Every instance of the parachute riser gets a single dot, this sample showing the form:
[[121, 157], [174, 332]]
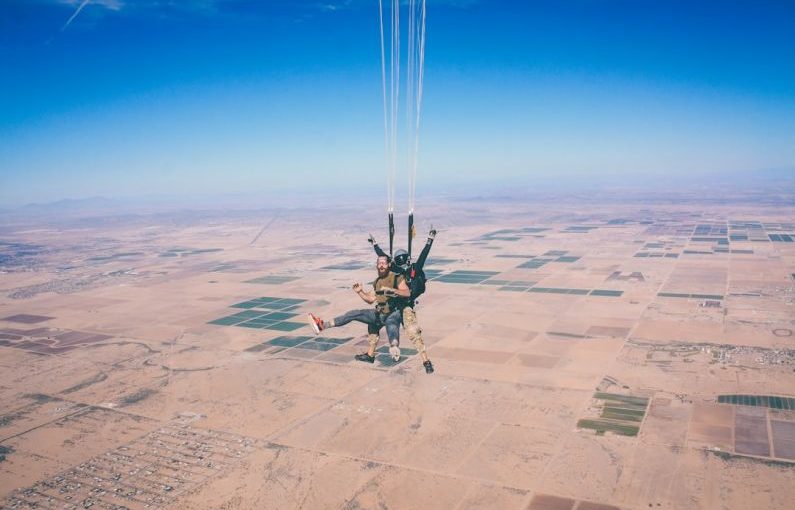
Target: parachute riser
[[391, 233], [411, 232]]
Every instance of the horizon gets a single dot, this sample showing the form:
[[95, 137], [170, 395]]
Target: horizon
[[229, 97]]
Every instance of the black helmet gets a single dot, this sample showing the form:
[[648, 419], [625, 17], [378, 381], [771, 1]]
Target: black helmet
[[401, 259]]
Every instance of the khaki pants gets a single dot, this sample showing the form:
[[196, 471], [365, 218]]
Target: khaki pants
[[413, 328]]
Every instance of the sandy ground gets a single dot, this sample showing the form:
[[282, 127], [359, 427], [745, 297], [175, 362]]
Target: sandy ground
[[125, 383]]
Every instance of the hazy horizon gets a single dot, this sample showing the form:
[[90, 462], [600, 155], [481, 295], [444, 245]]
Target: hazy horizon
[[228, 97]]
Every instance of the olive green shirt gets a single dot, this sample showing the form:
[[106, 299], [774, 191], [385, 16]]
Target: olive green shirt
[[386, 304]]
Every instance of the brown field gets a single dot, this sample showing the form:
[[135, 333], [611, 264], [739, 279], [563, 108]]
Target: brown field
[[129, 379]]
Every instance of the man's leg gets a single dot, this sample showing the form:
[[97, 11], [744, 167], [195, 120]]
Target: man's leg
[[415, 334], [392, 323], [367, 316], [372, 339]]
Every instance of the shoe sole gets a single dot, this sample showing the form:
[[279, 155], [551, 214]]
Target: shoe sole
[[394, 351], [313, 324]]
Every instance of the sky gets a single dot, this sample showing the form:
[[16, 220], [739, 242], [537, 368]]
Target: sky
[[120, 98]]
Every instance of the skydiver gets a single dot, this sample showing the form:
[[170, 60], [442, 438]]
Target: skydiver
[[389, 289], [413, 273]]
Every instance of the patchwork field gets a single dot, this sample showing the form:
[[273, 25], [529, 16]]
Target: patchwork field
[[631, 357]]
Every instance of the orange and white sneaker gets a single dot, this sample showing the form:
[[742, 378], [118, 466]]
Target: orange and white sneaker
[[316, 323], [394, 351]]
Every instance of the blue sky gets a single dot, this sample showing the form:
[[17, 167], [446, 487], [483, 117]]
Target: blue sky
[[204, 96]]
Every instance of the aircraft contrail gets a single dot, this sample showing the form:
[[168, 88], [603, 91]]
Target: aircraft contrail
[[74, 15]]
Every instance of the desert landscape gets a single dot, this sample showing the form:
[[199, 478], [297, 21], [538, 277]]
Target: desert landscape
[[589, 355]]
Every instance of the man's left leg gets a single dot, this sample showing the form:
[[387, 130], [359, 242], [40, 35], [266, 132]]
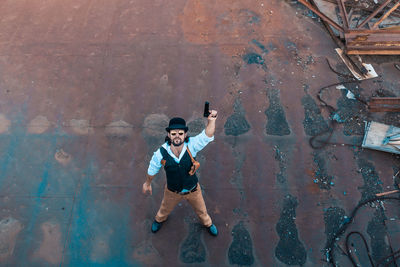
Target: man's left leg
[[196, 200]]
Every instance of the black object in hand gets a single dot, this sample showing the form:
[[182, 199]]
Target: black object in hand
[[206, 109]]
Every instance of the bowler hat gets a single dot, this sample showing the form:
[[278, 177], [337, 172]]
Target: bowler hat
[[177, 123]]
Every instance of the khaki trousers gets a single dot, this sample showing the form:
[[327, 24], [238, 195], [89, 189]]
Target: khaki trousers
[[195, 199]]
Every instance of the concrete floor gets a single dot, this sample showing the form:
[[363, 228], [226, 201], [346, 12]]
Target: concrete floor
[[87, 88]]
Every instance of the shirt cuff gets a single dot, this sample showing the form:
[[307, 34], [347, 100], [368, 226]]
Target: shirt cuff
[[206, 136]]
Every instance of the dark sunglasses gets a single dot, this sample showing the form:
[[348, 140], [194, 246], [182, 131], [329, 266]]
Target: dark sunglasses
[[180, 133]]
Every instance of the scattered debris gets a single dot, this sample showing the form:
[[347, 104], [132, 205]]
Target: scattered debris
[[387, 193], [376, 137], [360, 74], [384, 104]]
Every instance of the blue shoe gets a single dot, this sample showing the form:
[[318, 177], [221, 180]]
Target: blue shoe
[[156, 226], [213, 230]]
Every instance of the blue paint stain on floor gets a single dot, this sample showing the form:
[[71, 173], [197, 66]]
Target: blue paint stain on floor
[[334, 218], [100, 228], [377, 231], [290, 250], [192, 248], [322, 178], [372, 183], [276, 117]]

····················

REQUIREMENTS. Can you render every line of the rows above as a JSON list of strings, one string per line, with blank lines skipped and the pictures left out?

EXERCISE RESPONSE.
[
  "Every instance of the parachute riser gets a single dot, this sample showing the form:",
  "[[121, 157], [174, 332]]",
  "Target: parachute riser",
  "[[391, 233], [411, 232]]",
  "Every instance of the horizon gets a single dot, this sample showing the form:",
  "[[95, 137], [170, 395]]",
  "Target: horizon",
  "[[229, 97]]",
  "Every instance of the black helmet gets a single dot, this sample showing the form:",
  "[[648, 419], [625, 17], [378, 381], [771, 1]]",
  "Target: black helmet",
  "[[401, 259]]",
  "Every instance of the khaki pants gets a single dot, this sample showing the form:",
  "[[196, 471], [365, 218]]",
  "Target: khaki pants",
  "[[413, 328]]",
  "Every instance of the sandy ground gets a single dot, this sample showing the form:",
  "[[282, 127], [359, 427], [745, 297], [175, 362]]",
  "Target: sandy ground",
  "[[125, 383]]",
  "Every instance of the hazy horizon gets a single dot, this sample showing the form:",
  "[[90, 462], [600, 155], [481, 295], [444, 245]]",
  "Target: hazy horizon",
  "[[228, 97]]",
  "Every instance of the olive green shirt gets a single dot, this sample showing the form:",
  "[[106, 299], [774, 191], [385, 16]]",
  "Target: olive green shirt",
  "[[386, 304]]",
  "Every instance of the brown field gets a single dot, this sample showing the form:",
  "[[135, 333], [611, 264], [739, 279], [563, 108]]",
  "Target: brown field",
  "[[129, 379]]",
  "Every instance of the man's leg gets a single dot, this sample showing the form:",
  "[[97, 11], [744, 167], [195, 120]]",
  "Target: man's leg",
  "[[415, 334], [392, 323], [367, 316], [372, 339]]",
  "Every instance of the shoe sole gets a single dot, this sample showing the form:",
  "[[279, 155], [551, 214]]",
  "Target: shoe sole",
  "[[394, 351], [313, 324]]",
  "Every instance of the sky gets a single dot, this sample showing the form:",
  "[[16, 220], [739, 242], [537, 368]]",
  "Target: sky",
  "[[120, 98]]",
  "Every instance of the skydiver gets a single dot, this sample showing the form:",
  "[[170, 60], [442, 438]]",
  "Target: skydiver",
  "[[389, 289], [413, 273]]",
  "Every instance of the patchwork field gets a single dot, this sample showing the form:",
  "[[273, 25], [529, 16]]",
  "Target: patchwork field",
  "[[631, 357]]",
  "Every instance of the orange and white sneaker gets a single dot, this sample showing the form:",
  "[[742, 378], [118, 466]]",
  "Target: orange and white sneaker",
  "[[316, 323], [394, 351]]",
  "Every instance of the blue sky gets a single dot, this sample showing the form:",
  "[[17, 167], [446, 487], [483, 117]]",
  "Target: blue sky",
  "[[204, 96]]",
  "Every instance of the aircraft contrail gets a single dot, this sample showing the form:",
  "[[168, 88], [603, 91]]",
  "Target: aircraft contrail",
  "[[74, 15]]",
  "Every instance of the desert landscape gets a single dot, this sample showing the form:",
  "[[199, 478], [297, 21], [538, 277]]",
  "Target: desert landscape",
  "[[589, 355]]",
  "Every instance of the man's left leg gets a single dot, this sample showing the form:",
  "[[387, 130], [359, 242], [40, 35], [266, 132]]",
  "Target: man's left leg",
  "[[196, 200]]",
  "Every instance of the black object in hand gets a single dot, this sample showing the form:",
  "[[182, 199]]",
  "Target: black object in hand",
  "[[206, 109]]",
  "Every instance of the bowler hat gets a single dot, this sample showing the form:",
  "[[278, 177], [337, 172]]",
  "Target: bowler hat",
  "[[177, 123]]",
  "Every instance of the khaki trousers gets a single dot, this sample showing the form:",
  "[[327, 24], [238, 195], [89, 189]]",
  "Target: khaki trousers",
  "[[195, 199]]",
  "Every instance of the concrete floor gets a single dot, this sample showing the form:",
  "[[363, 228], [226, 201], [346, 12]]",
  "Target: concrete floor",
  "[[87, 88]]",
  "Every instance of the shirt cuff gets a single dot, this sample showing the form:",
  "[[307, 34], [347, 100], [368, 226]]",
  "Target: shirt cuff",
  "[[206, 136]]",
  "Every instance of the dark sunglasses gets a single dot, this sample showing the form:",
  "[[348, 140], [194, 246], [182, 131], [329, 266]]",
  "Target: dark sunglasses",
  "[[180, 133]]",
  "Every instance of the scattered debris gets a single dot, this sample showing the form:",
  "[[347, 104], [132, 205]]",
  "Target: scattered debris",
  "[[387, 193], [376, 137], [360, 74], [384, 104]]",
  "Every instance of the blue shoe gets a single dot, this sample showing the form:",
  "[[318, 177], [221, 180]]",
  "Target: blue shoe",
  "[[156, 226], [213, 230]]",
  "Every instance of the blue paint stain on floor gets a single dot, this sample showing the form:",
  "[[71, 173], [197, 66]]",
  "Target: blue paint stain on floor",
  "[[334, 218], [100, 228], [377, 231], [290, 250], [192, 248], [322, 178], [372, 183], [276, 117]]"
]